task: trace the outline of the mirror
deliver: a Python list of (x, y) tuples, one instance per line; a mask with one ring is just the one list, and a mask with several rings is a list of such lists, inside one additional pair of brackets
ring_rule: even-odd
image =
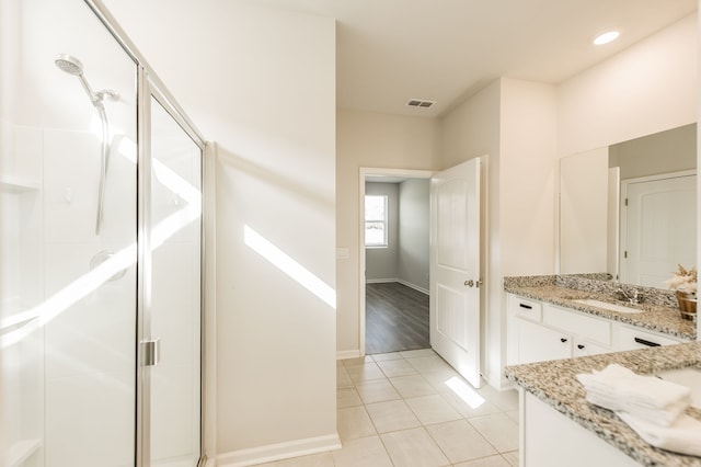
[(696, 265), (697, 125), (560, 160), (560, 273), (666, 288)]

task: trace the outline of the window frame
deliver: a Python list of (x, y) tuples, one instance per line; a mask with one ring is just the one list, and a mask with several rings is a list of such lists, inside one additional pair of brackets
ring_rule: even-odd
[[(380, 197), (383, 200), (383, 218), (382, 219), (368, 219), (367, 200), (368, 197)], [(365, 195), (365, 213), (364, 213), (364, 243), (365, 248), (389, 248), (389, 196), (384, 194), (366, 194)], [(382, 242), (368, 243), (368, 224), (381, 223), (383, 225), (383, 239)]]

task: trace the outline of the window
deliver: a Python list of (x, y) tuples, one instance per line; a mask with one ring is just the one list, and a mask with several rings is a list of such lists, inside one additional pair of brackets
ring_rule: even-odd
[(387, 196), (365, 196), (365, 246), (387, 247)]

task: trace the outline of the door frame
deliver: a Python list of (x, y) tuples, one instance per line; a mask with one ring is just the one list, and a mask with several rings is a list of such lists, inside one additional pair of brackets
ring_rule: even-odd
[[(620, 175), (619, 175), (620, 176)], [(635, 184), (635, 183), (647, 183), (647, 182), (658, 182), (658, 181), (663, 181), (663, 180), (671, 180), (671, 179), (680, 179), (680, 178), (685, 178), (685, 176), (698, 176), (697, 170), (696, 169), (687, 169), (687, 170), (678, 170), (675, 172), (665, 172), (665, 173), (656, 173), (653, 175), (644, 175), (644, 176), (635, 176), (632, 179), (623, 179), (620, 181), (619, 184), (619, 213), (618, 213), (618, 228), (619, 228), (619, 237), (618, 237), (618, 251), (616, 254), (616, 261), (617, 261), (617, 277), (620, 280), (621, 276), (623, 275), (623, 269), (625, 267), (625, 251), (628, 250), (628, 230), (629, 230), (629, 225), (628, 225), (628, 209), (624, 209), (623, 207), (625, 206), (625, 198), (628, 197), (628, 191), (629, 191), (629, 185)], [(698, 179), (697, 179), (697, 184), (698, 184)], [(698, 185), (697, 185), (697, 190), (698, 190)], [(698, 197), (698, 194), (697, 194)], [(697, 253), (698, 255), (698, 253)], [(623, 281), (630, 281), (630, 272), (627, 270), (625, 271), (625, 277), (623, 277)]]
[[(401, 176), (406, 179), (427, 179), (434, 175), (433, 170), (414, 169), (378, 169), (361, 167), (358, 176), (358, 351), (365, 356), (365, 179), (367, 176)], [(430, 312), (430, 310), (429, 310)]]

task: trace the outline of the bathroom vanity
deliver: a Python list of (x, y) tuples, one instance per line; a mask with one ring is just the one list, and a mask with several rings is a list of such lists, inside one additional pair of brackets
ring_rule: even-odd
[[(562, 276), (506, 278), (505, 289), (505, 376), (519, 390), (521, 467), (701, 466), (701, 457), (655, 448), (587, 402), (576, 379), (611, 363), (637, 374), (701, 372), (701, 342), (690, 342), (696, 323), (681, 319), (666, 291), (639, 288), (642, 303), (623, 303), (617, 284)], [(701, 409), (688, 413), (701, 420)]]

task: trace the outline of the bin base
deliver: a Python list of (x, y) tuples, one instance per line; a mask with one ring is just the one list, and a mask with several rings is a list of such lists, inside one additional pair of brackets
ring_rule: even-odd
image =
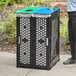
[(59, 56), (55, 57), (55, 59), (50, 63), (50, 66), (32, 66), (32, 65), (23, 65), (23, 64), (19, 64), (17, 63), (17, 67), (21, 67), (21, 68), (32, 68), (32, 69), (41, 69), (41, 70), (50, 70), (58, 61), (59, 61)]

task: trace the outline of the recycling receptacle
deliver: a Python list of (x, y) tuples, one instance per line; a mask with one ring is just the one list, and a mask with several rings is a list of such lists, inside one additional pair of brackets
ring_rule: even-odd
[(59, 61), (59, 8), (17, 11), (17, 67), (51, 69)]

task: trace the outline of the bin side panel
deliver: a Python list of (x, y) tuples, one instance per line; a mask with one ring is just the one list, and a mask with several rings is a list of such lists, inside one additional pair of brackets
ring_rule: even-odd
[[(56, 14), (55, 14), (56, 15)], [(51, 30), (51, 60), (53, 60), (57, 56), (57, 48), (56, 44), (58, 41), (58, 17), (56, 16), (52, 20), (52, 30)]]
[(30, 18), (20, 18), (20, 63), (30, 64)]
[(46, 66), (46, 18), (36, 18), (36, 65)]

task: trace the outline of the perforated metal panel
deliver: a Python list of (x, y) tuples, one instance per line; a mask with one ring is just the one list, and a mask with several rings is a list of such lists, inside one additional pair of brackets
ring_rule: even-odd
[(46, 18), (36, 19), (36, 65), (46, 66)]
[(30, 18), (20, 18), (20, 62), (30, 64)]
[(51, 32), (51, 58), (56, 55), (56, 42), (58, 39), (58, 19), (52, 21)]

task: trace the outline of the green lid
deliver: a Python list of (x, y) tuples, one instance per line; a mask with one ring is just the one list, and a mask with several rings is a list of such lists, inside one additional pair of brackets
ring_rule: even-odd
[(32, 14), (34, 13), (36, 10), (40, 9), (41, 7), (27, 7), (27, 8), (24, 8), (24, 9), (21, 9), (21, 10), (18, 10), (16, 12), (16, 14)]

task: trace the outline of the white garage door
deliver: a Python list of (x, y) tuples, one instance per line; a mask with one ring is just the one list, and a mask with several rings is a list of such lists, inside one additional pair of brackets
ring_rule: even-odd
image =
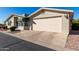
[(33, 24), (33, 30), (36, 31), (49, 31), (49, 32), (61, 32), (62, 18), (45, 18), (33, 20), (36, 24)]

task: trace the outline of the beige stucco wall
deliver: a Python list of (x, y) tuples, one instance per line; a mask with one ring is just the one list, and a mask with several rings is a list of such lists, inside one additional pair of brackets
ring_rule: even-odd
[[(8, 25), (8, 22), (10, 22), (10, 21), (11, 21), (11, 25)], [(7, 26), (8, 28), (10, 28), (11, 26), (14, 26), (14, 16), (11, 17), (11, 18), (6, 22), (6, 26)]]
[(33, 30), (48, 31), (48, 32), (62, 32), (62, 18), (44, 18), (34, 20)]
[[(69, 33), (69, 19), (66, 19), (65, 17), (65, 15), (67, 15), (66, 13), (51, 12), (51, 11), (42, 11), (42, 12), (30, 18), (36, 23), (33, 24), (33, 30), (63, 32), (65, 34)], [(61, 16), (61, 18), (59, 17), (54, 18), (55, 16)]]
[(61, 16), (65, 15), (66, 13), (60, 12), (51, 12), (51, 11), (41, 11), (40, 13), (36, 14), (33, 18), (43, 18), (43, 17), (54, 17), (54, 16)]
[(62, 16), (62, 32), (64, 34), (69, 33), (69, 19), (67, 19), (65, 16)]

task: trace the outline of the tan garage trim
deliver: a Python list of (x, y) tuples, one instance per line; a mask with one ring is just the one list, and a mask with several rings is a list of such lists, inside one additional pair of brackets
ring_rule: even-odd
[(57, 17), (62, 17), (62, 16), (40, 17), (40, 18), (33, 18), (33, 20), (36, 20), (36, 19), (47, 19), (47, 18), (57, 18)]
[(62, 17), (34, 19), (33, 30), (62, 32)]

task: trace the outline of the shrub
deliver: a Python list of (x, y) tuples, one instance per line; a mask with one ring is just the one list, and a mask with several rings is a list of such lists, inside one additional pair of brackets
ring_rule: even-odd
[(15, 29), (16, 29), (15, 26), (10, 27), (10, 31), (15, 31)]

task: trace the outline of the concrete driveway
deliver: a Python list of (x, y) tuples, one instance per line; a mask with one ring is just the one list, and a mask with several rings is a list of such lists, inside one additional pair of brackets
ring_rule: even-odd
[(0, 32), (0, 51), (55, 51)]

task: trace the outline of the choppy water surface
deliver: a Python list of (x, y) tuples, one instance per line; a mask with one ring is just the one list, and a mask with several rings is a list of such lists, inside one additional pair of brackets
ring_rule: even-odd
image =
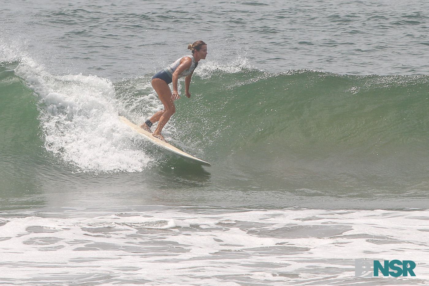
[[(428, 285), (427, 3), (7, 4), (4, 285)], [(117, 117), (160, 110), (150, 79), (199, 39), (164, 132), (210, 167)]]

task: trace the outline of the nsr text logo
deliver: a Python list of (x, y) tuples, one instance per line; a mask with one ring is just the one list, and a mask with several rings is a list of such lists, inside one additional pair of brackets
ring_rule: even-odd
[[(402, 265), (402, 267), (398, 265)], [(373, 262), (374, 276), (378, 276), (378, 271), (381, 272), (383, 276), (393, 276), (399, 277), (408, 276), (408, 273), (411, 276), (415, 276), (413, 269), (416, 268), (416, 264), (411, 260), (401, 261), (395, 259), (389, 262), (389, 260), (384, 260), (384, 265), (378, 260)], [(393, 271), (389, 271), (389, 269)], [(356, 259), (354, 262), (354, 276), (356, 277), (370, 277), (372, 276), (371, 271), (371, 263), (368, 261)]]

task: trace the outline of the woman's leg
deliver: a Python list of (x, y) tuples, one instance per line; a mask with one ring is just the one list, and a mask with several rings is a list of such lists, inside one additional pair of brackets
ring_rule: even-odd
[(171, 116), (175, 112), (176, 107), (174, 102), (171, 99), (171, 90), (166, 82), (160, 79), (154, 79), (152, 80), (152, 86), (164, 105), (164, 110), (156, 113), (149, 120), (152, 123), (159, 122), (153, 134), (154, 136), (165, 141), (161, 134), (161, 131)]

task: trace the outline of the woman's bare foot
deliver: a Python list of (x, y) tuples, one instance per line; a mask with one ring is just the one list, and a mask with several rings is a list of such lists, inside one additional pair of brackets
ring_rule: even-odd
[[(167, 142), (167, 140), (165, 140), (165, 138), (164, 138), (164, 137), (163, 136), (160, 134), (152, 134), (152, 136), (153, 136), (155, 138), (157, 138), (158, 139), (160, 139), (162, 141), (163, 141), (164, 142)], [(168, 142), (167, 143), (168, 143)]]
[(146, 130), (148, 132), (152, 133), (152, 130), (151, 130), (151, 128), (149, 128), (149, 126), (148, 126), (146, 123), (143, 123), (142, 125), (140, 125), (140, 128), (143, 130)]

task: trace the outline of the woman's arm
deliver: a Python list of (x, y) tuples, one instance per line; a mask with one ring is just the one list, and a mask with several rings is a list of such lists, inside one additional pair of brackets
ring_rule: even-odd
[(178, 76), (183, 73), (183, 71), (185, 70), (187, 70), (190, 67), (191, 64), (192, 64), (192, 60), (190, 59), (190, 58), (185, 57), (180, 61), (180, 64), (179, 65), (179, 66), (177, 67), (176, 70), (173, 73), (172, 78), (173, 80), (173, 93), (171, 95), (171, 99), (173, 100), (180, 98), (180, 97), (179, 96), (179, 93), (177, 91), (177, 80), (178, 79)]
[(193, 71), (189, 76), (185, 78), (185, 94), (188, 98), (190, 98), (190, 93), (189, 92), (189, 85), (190, 84), (190, 78), (193, 74)]

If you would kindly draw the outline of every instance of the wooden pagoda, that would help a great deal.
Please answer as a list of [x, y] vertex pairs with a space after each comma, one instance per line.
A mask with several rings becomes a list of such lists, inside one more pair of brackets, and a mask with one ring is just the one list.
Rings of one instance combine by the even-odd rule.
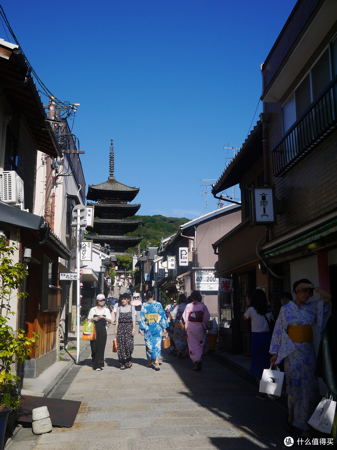
[[[134, 231], [142, 224], [142, 220], [130, 220], [125, 217], [133, 216], [140, 207], [140, 204], [130, 204], [139, 191], [139, 188], [132, 187], [120, 183], [115, 175], [114, 147], [112, 140], [110, 155], [110, 176], [107, 181], [98, 184], [89, 185], [87, 200], [88, 206], [94, 206], [93, 232], [97, 235], [90, 235], [94, 243], [105, 243], [110, 246], [111, 252], [125, 252], [127, 248], [134, 247], [142, 238], [125, 236], [125, 234]], [[88, 236], [89, 237], [89, 236]]]

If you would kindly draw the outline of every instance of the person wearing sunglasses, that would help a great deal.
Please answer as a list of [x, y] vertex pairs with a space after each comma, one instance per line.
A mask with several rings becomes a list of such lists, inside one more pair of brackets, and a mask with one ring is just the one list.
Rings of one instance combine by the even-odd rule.
[[104, 351], [106, 344], [107, 323], [112, 321], [110, 311], [105, 306], [106, 298], [103, 294], [96, 297], [96, 306], [92, 308], [88, 315], [89, 322], [93, 322], [96, 330], [96, 338], [90, 341], [91, 359], [94, 370], [101, 370], [104, 367]]

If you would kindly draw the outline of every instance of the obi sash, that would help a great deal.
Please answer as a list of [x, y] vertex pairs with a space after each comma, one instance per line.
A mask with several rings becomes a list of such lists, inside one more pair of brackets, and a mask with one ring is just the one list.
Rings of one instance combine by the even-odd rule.
[[312, 328], [308, 325], [289, 325], [287, 334], [293, 342], [314, 342]]
[[147, 314], [145, 315], [145, 323], [146, 325], [149, 325], [150, 324], [153, 323], [154, 322], [156, 322], [157, 324], [159, 324], [160, 321], [160, 319], [161, 319], [161, 316], [159, 314]]

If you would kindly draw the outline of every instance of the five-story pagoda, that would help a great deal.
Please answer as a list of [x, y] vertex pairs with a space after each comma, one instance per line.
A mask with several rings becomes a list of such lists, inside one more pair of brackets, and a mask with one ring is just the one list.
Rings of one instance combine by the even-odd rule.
---
Directions for this task -
Copy out, word for word, the lines that begin with the one containing "task: trace the outline of the bin side panel" and end with the one containing "[(46, 66), (46, 18), (36, 18), (36, 65)]", including both of those lines.

Exercise output -
task: trace the outline of the bin side panel
deliver: a Python list of (x, y) tuples, one instance per line; a mask with one ring is just the one list, and a mask with several rings is a list of such lists, inside one additional pair of brackets
ring_rule: even-odd
[[(56, 14), (55, 14), (56, 15)], [(51, 30), (51, 60), (53, 60), (57, 56), (57, 48), (56, 44), (58, 41), (58, 17), (56, 16), (52, 20), (52, 30)]]
[(30, 18), (20, 18), (20, 63), (30, 64)]
[(46, 66), (46, 18), (36, 18), (36, 65)]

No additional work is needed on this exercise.